> Written request A: Copy the PGA Tour article word for word from "Quietly, the PGA" to "accepted THC levels.".
> Written request B: Keep writing the PGA Tour article from the point where it stops.

> Document text:

# # # # # # #

Quietly, the PGA Tour has recently changed their substance abuse policy, adding blood tests to help weed out duffers using steroids or human growth hormone to bulk up and moving the threshold of a cannabis infraction from 15 nanograms of THC per liter of blood to 150, a 10x increase in accepted THC levels.

In an anonymous article for Golf Digest, one 420-friendly pro says that marijuana use is par for the course on tour, claiming that weed is both readily accepted, and acknowledged as similar to alcohol in its performance impeding effects. Still, on days when he is already out of the running for a tournament’s top spot, but still under obligation to fulfill his professional responsibilities, the unnamed pro says he’ll hit the green before hitting the green as a way to “treat myself to making the day a little more fun, or at least different.” Adding, “I've smoked beforehand with the other players in my group, too.”

Even under the previously stricter tour testing regulations, the article’s author says that a failed test once landed him a trip to Charlotte for a one hour session with a PGA-approved counselor, three more sessions with a local psychologist, and nothing more.

# # # # # # #

> Data shown:
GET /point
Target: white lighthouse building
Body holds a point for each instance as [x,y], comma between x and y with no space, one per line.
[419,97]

# # # # # # #

> Exercise answer A:
Quietly, the PGA Tour has recently changed their substance abuse policy, adding blood tests to help weed out duffers using steroids or human growth hormone to bulk up and moving the threshold of a cannabis infraction from 15 nanograms of THC per liter of blood to 150, a 10x increase in accepted THC levels.

> Exercise answer B:
“I was honest but had the impression he couldn't have cared less about my answers. We were just going through the motions, establishing a paper trail that the matter had been addressed,” the incognito pro wrote.

In addition to his own half-hearted counseling session, the author says he knows a handful of other pros who have experienced the exact same slap on the wrist.

As for the new PGA drug testing policy, the anonymous golfer has already checked with a doctor and estimates that, if he keeps thoroughly hydrated, he’ll be able to smoke 12 days out of the month without passing the 150 nanogram limit, and he plans to do just that.

It’s not quite a full league sanction, but the NFL, NBA and MLB could certainly stand to learn a few things about substance abuse policy reform from their peers in polos and khakis.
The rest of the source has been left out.